PROBLEM TO SOLVE: Return every one of the entries below line for line, without any change, but omit the pictures from what you return.
....
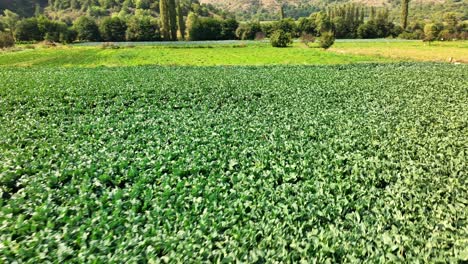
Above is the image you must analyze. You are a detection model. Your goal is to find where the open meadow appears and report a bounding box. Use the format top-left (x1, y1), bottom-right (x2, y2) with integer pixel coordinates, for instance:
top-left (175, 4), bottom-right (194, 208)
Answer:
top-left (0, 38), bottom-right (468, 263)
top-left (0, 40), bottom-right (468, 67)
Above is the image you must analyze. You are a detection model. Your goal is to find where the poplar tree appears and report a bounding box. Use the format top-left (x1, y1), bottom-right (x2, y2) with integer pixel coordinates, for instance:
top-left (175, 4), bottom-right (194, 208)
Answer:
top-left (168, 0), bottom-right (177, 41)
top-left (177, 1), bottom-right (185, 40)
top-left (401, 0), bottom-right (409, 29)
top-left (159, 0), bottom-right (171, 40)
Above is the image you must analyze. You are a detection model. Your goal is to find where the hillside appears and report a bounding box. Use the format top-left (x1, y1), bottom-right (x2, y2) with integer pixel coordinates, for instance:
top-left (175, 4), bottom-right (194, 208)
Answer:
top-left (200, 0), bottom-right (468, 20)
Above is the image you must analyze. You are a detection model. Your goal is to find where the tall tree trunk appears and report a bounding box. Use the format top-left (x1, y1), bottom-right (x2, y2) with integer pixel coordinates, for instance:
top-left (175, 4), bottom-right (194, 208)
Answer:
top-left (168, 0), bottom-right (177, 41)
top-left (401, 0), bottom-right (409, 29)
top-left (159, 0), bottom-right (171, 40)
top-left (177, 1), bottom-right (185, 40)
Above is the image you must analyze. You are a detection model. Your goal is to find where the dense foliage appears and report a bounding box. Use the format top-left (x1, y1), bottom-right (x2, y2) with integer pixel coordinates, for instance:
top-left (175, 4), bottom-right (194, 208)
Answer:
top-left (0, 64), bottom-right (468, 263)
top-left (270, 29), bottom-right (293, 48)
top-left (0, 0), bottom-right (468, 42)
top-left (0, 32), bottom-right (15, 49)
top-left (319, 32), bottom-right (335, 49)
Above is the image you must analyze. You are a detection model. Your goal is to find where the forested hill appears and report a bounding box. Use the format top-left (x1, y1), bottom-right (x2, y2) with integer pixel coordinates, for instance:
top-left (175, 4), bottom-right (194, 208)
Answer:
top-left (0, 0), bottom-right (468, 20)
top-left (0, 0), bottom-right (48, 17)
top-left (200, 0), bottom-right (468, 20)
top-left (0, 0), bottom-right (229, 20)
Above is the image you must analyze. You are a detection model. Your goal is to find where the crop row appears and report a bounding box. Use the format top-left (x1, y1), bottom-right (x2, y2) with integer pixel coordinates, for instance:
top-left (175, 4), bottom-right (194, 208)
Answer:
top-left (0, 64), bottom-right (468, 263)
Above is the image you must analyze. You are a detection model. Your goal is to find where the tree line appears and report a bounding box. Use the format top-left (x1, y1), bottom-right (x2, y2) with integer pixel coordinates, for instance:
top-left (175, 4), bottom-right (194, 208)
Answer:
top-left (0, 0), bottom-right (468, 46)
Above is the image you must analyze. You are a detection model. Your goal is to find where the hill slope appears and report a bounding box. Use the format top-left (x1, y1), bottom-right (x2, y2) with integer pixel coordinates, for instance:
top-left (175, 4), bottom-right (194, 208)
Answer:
....
RESULT OF THIS TASK:
Above is the image you must analyze. You are a detection model. Your goal is to find where the open meadow appears and report a bounding box. Use the format top-left (x1, y1), bottom-right (x2, y2) with integer pixel coordinates, for instance:
top-left (175, 4), bottom-right (194, 208)
Answer:
top-left (0, 38), bottom-right (468, 263)
top-left (0, 40), bottom-right (468, 67)
Above is the image you must analyze. You are a detection model. Your goal is to find where the poplar tree appears and report a bounding box. Use the format top-left (x1, y1), bottom-right (x2, y2) with integer pixel coordinates, for instance:
top-left (175, 4), bottom-right (194, 208)
Answer:
top-left (168, 0), bottom-right (177, 41)
top-left (177, 1), bottom-right (185, 40)
top-left (401, 0), bottom-right (409, 29)
top-left (159, 0), bottom-right (171, 40)
Above is the image you must analyze. You are a detection model. Your goal is to find where the hillside appears and report a bounding box. Use the format top-left (x1, y1), bottom-right (x2, y2) with integer pixel coordinates, for instance:
top-left (175, 4), bottom-right (194, 208)
Answer:
top-left (200, 0), bottom-right (468, 20)
Above is the image you must analyze. You are a detection model. Your goal is to find where the tall tree trunk appears and report a bounding box. Use the format top-left (x1, y1), bottom-right (x2, y2) with integer pixel coordinates, for instance:
top-left (175, 4), bottom-right (194, 208)
Answer:
top-left (168, 0), bottom-right (177, 41)
top-left (401, 0), bottom-right (409, 29)
top-left (159, 0), bottom-right (171, 40)
top-left (177, 1), bottom-right (185, 40)
Above is the image you must analyze. You are a detection model. Your goal is to find where the dense foliage appears and report a bounding box. Use the format top-left (x1, y1), bottom-right (x2, y2) with integer pixel coordinates, for instance:
top-left (175, 4), bottom-right (194, 208)
Answer:
top-left (0, 64), bottom-right (468, 263)
top-left (270, 29), bottom-right (293, 48)
top-left (0, 0), bottom-right (468, 42)
top-left (0, 32), bottom-right (15, 49)
top-left (319, 32), bottom-right (335, 49)
Above is the image you must analyze. You are a detection model. Your goal is to find where the forested hill appears and report a bounding box. Use the format top-left (x1, y1), bottom-right (x2, y2) with integer pixel coordinates, for instance:
top-left (175, 4), bottom-right (194, 208)
Answer:
top-left (0, 0), bottom-right (468, 20)
top-left (0, 0), bottom-right (48, 17)
top-left (200, 0), bottom-right (468, 20)
top-left (0, 0), bottom-right (229, 20)
Above is the image you must analyze. You are a detection model. Your goal is to find where the crop row appears and report a bounding box. Use the format top-left (x1, y1), bottom-right (x2, y2) with integer pixel coordinates, for instance:
top-left (175, 4), bottom-right (194, 208)
Answer:
top-left (0, 64), bottom-right (468, 263)
Above is the image you must analyze. You are a detection model. Your goal is to find where the tree line appears and report a bounding box. Use the format top-left (x1, y1), bottom-right (x2, y2) with integer pixel coordinates, for instance:
top-left (175, 4), bottom-right (194, 208)
Answer:
top-left (0, 0), bottom-right (468, 46)
Above is the image you must analyze. You are a detection model. Your goal is to find where the hill slope appears and report a bounding box. Use the format top-left (x1, y1), bottom-right (x2, y2) with integer pixel coordinates, for instance:
top-left (175, 4), bottom-right (194, 208)
Answer:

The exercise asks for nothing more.